--- Work item ---
Copying task for the records below: reproduce each one exactly and drop the pictures.

Image point grounding data:
-=-=-

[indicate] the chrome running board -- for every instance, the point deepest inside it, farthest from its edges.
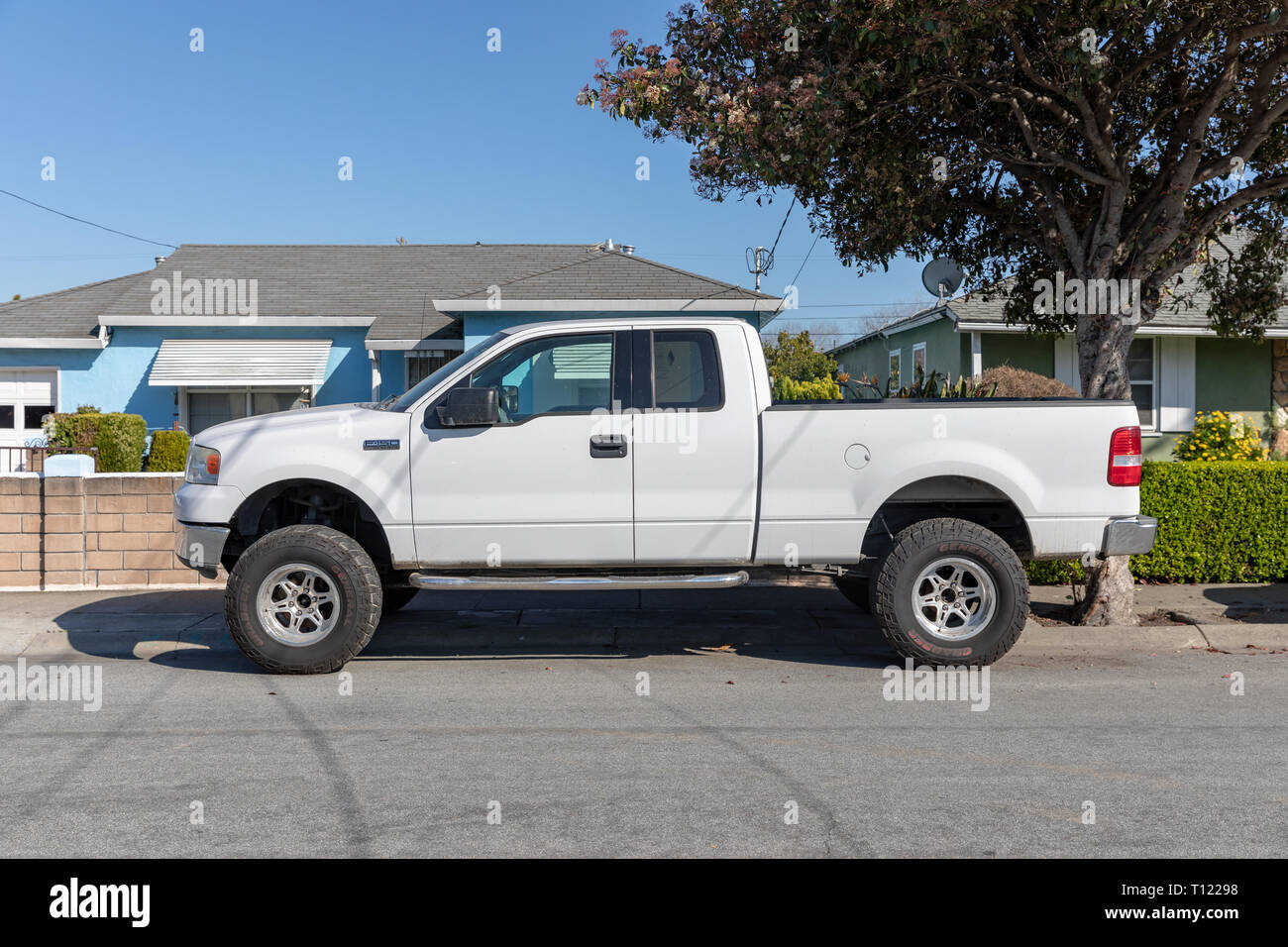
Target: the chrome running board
(588, 582)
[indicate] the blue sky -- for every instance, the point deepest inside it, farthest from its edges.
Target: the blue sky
(450, 144)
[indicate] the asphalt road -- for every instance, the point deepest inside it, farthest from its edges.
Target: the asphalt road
(537, 710)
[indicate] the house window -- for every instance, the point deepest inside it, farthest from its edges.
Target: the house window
(26, 397)
(1142, 369)
(210, 406)
(424, 363)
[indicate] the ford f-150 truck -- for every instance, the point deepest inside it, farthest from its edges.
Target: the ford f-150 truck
(643, 454)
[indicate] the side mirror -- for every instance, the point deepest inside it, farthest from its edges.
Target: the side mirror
(469, 407)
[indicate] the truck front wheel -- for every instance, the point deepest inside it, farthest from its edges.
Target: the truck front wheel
(951, 592)
(303, 599)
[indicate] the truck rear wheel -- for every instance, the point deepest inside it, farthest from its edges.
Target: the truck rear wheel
(951, 592)
(303, 599)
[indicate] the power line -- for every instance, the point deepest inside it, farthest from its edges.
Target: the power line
(804, 262)
(82, 221)
(782, 226)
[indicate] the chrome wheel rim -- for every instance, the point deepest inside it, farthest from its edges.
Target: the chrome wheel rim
(297, 604)
(953, 598)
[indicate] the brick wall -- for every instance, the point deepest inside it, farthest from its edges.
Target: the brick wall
(102, 530)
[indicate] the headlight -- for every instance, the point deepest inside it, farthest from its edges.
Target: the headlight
(202, 466)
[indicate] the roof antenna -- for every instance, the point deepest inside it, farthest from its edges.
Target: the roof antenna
(941, 277)
(759, 262)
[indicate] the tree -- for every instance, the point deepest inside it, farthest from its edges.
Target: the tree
(1080, 144)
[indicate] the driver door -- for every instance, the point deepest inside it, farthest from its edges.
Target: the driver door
(542, 486)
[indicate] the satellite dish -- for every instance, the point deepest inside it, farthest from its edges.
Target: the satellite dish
(941, 277)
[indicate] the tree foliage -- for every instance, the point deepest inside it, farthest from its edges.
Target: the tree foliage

-=-=-

--- Response area ---
[indicate] the chrome running board -- for every instance, the point deepest inside it, farthest from its edges.
Target: the chrome running board
(588, 582)
[indicate] the blue sky -- for every instance, the point deepest inside it, farthest from its edges.
Target: the blue sky
(450, 144)
[indicate] the asphalt road -- for every instance, the point deepest inside it, farthest from its edges.
Target: the asphalt road
(537, 710)
[indicate] the house window -- for every instance, the point deepest inside it, farthest from its edges.
Target: the house window
(26, 397)
(1142, 369)
(210, 406)
(424, 363)
[indicate] the ford f-150 truck -- for every instance, the point deepest inside it, farthest from its edges.
Target: the ford f-150 truck
(643, 454)
[indicate] the side mirror -- for every instance, the point deepest inside it, farthest from its edges.
Target: the side mirror
(469, 407)
[indicate] the truck front wheel -- for every instance, the point deepest inside it, farthest from its edges.
Target: the truck front wheel
(951, 592)
(303, 599)
[indicate] the truck rear wheel -- for every instance, the point deepest inside it, farthest from its edges.
Target: the truck rear wheel
(951, 592)
(303, 599)
[indicate] the power line -- for every instance, the point deepest inside it, farthest from its edges.
Target: the power line
(804, 262)
(82, 221)
(782, 226)
[indicate] the chrome wheel rim -- for every instance, the point deepest inside it, farthest from its edges.
Target: the chrome wheel rim
(297, 604)
(953, 598)
[indicate] the brick wall -- for every instance, the point deepest inside it, farthest from its edges.
Target: the brick wall
(102, 530)
[indicate] the headlight -- for every instance, the point deepest inside it, farthest from its edges.
Target: the headlight
(202, 466)
[indicate] the roof antenna -- for every instance, the point deepest inside it, farthest from its edges.
Target: the roof antenna
(941, 277)
(759, 262)
[indicate] the tree -- for every instance, the point deepest inside it, farthest from its edges.
Target: the tree
(1080, 144)
[indicate] the driver door -- for every instance, the point deepest inside it, farthest from its edges.
Target: the driver door
(542, 486)
[indicate] the satellite dish -- for every instance, the point deepest inside it, farthest from its edges.
Target: the satellite dish
(941, 277)
[indicate] the tree foliage -- for every instance, the point deepest inside it, farthest from its edges.
Target: the tree foliage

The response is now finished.